> _INSTRUCTIONS TO FOLLOW_: Exactly the lines from the one containing "If you could tag the black and" through the final line of the data are to be written out again, with nothing added.

Source data
┌──
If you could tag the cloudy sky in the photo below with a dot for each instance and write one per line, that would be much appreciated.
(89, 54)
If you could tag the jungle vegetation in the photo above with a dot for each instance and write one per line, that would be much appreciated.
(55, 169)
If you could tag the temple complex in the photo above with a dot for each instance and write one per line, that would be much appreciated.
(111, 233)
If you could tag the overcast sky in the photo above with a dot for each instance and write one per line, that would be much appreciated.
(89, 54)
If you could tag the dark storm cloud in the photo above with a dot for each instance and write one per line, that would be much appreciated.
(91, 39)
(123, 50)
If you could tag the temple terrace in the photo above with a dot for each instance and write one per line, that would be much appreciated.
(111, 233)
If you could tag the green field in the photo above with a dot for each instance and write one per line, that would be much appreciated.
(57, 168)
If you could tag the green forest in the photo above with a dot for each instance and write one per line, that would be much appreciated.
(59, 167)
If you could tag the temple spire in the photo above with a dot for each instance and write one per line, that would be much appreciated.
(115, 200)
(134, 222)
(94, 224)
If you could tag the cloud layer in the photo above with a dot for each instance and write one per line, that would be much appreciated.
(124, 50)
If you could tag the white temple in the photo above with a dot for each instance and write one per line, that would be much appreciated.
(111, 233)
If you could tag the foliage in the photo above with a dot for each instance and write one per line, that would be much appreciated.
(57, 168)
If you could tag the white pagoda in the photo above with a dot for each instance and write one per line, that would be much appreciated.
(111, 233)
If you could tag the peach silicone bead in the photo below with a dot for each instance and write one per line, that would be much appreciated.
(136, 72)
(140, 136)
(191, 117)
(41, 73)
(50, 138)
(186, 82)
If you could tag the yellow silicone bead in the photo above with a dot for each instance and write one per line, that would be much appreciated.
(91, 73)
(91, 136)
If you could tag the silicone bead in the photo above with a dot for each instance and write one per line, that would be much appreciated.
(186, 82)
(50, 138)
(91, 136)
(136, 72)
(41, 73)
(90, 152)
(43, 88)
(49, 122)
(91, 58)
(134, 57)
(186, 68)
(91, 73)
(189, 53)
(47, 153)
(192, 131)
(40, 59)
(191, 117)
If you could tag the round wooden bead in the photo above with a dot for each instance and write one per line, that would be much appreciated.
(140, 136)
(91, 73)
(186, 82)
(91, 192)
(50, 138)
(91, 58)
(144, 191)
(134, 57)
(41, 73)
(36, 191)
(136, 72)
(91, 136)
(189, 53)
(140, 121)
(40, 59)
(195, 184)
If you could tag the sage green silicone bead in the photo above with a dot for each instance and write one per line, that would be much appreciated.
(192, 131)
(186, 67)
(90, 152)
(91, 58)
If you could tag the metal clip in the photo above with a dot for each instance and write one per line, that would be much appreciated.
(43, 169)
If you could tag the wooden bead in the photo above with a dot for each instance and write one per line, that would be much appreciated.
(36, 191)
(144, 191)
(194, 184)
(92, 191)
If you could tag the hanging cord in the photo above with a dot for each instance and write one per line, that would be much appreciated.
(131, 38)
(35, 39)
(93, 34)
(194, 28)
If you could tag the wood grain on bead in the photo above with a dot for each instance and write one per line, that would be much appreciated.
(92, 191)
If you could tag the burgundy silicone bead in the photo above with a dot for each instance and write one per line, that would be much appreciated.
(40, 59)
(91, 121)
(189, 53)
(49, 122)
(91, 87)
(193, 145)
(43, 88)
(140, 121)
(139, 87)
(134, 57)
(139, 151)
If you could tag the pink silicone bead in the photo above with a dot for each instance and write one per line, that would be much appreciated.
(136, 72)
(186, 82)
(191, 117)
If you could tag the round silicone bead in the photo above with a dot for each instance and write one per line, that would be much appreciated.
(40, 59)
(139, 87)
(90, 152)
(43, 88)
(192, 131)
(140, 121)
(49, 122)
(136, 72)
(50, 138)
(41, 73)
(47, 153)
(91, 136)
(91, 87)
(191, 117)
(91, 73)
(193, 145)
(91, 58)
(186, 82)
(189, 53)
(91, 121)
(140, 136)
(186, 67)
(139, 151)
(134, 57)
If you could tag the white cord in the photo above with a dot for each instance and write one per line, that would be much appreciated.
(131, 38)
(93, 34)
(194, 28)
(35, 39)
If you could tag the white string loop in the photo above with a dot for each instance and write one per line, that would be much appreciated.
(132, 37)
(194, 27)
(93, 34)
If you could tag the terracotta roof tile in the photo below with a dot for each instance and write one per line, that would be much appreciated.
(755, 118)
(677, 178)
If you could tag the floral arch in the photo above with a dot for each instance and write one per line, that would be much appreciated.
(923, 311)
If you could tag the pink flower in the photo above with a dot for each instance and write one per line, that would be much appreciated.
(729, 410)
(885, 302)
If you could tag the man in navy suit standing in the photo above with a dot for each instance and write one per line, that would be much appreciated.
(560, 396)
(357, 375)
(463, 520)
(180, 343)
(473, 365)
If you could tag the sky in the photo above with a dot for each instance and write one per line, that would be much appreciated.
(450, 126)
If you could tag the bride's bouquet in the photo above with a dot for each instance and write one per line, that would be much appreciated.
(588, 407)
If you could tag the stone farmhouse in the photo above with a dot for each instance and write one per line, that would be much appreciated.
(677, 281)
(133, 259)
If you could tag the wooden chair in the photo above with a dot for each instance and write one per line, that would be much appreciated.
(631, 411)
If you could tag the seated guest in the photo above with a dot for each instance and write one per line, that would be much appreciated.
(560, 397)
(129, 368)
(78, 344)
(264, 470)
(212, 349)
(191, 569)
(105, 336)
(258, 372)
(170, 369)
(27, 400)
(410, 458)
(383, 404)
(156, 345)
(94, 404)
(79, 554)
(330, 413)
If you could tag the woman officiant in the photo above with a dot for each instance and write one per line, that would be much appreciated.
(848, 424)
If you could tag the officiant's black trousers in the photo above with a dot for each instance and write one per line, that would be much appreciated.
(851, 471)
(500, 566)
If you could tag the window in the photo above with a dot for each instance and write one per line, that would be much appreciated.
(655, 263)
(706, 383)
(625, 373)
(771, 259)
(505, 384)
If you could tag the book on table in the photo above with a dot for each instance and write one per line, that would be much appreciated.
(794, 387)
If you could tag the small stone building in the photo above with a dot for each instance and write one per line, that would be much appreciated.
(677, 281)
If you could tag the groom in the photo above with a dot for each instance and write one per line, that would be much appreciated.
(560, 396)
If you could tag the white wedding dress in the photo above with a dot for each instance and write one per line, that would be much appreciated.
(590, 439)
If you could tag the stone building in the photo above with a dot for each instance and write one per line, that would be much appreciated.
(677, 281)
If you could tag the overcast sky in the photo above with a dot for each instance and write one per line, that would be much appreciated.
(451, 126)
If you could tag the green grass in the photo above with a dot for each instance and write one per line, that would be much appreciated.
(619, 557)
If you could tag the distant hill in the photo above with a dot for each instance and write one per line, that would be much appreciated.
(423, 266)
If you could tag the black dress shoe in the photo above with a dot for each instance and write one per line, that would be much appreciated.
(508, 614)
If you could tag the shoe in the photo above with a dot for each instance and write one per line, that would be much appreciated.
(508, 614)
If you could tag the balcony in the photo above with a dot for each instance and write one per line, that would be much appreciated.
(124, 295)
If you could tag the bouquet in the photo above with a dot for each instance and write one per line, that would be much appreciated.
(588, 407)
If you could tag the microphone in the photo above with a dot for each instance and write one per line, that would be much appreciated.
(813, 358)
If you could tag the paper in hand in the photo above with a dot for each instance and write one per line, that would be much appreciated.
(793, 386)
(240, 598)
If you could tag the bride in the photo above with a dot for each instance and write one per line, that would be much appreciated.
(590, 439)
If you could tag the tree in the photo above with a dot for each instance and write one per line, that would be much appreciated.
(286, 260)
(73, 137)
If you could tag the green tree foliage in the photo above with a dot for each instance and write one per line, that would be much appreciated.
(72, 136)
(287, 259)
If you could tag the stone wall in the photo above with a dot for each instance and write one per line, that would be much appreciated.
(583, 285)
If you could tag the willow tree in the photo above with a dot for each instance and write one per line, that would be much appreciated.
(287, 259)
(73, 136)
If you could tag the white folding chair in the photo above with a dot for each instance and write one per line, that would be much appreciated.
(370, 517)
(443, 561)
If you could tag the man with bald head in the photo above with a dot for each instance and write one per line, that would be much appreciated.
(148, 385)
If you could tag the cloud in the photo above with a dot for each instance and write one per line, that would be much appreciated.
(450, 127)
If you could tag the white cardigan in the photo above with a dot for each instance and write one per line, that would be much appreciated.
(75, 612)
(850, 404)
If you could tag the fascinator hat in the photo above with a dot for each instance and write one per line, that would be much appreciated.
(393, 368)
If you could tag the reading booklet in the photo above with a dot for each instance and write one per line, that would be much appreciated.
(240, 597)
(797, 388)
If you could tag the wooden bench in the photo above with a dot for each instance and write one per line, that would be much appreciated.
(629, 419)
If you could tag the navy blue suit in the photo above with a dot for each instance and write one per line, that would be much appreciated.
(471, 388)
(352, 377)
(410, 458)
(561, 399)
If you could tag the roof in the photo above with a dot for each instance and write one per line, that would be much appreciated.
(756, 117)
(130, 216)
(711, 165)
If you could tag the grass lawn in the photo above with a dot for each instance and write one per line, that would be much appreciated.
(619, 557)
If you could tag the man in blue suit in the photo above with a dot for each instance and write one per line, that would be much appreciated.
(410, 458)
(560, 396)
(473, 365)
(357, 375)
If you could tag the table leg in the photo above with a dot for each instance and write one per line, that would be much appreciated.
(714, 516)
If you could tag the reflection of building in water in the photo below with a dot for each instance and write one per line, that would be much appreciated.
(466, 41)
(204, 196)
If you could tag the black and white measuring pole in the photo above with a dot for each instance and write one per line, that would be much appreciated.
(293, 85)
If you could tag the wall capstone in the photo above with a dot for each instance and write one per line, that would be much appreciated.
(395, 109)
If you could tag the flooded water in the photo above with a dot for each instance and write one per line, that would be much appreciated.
└──
> _EXERCISE ANSWER_:
If you could tag the black and white measuring pole in the photo above with a dot for each instance and write one per line, that would be much appreciated.
(293, 85)
If you could tag the wall capstone in the photo above with a dot for each instance and write one per line, that would be much appreciated.
(395, 109)
If you could tag the flooded water in the photo above with a dot for each instance and write one per line, that would be much appreciated.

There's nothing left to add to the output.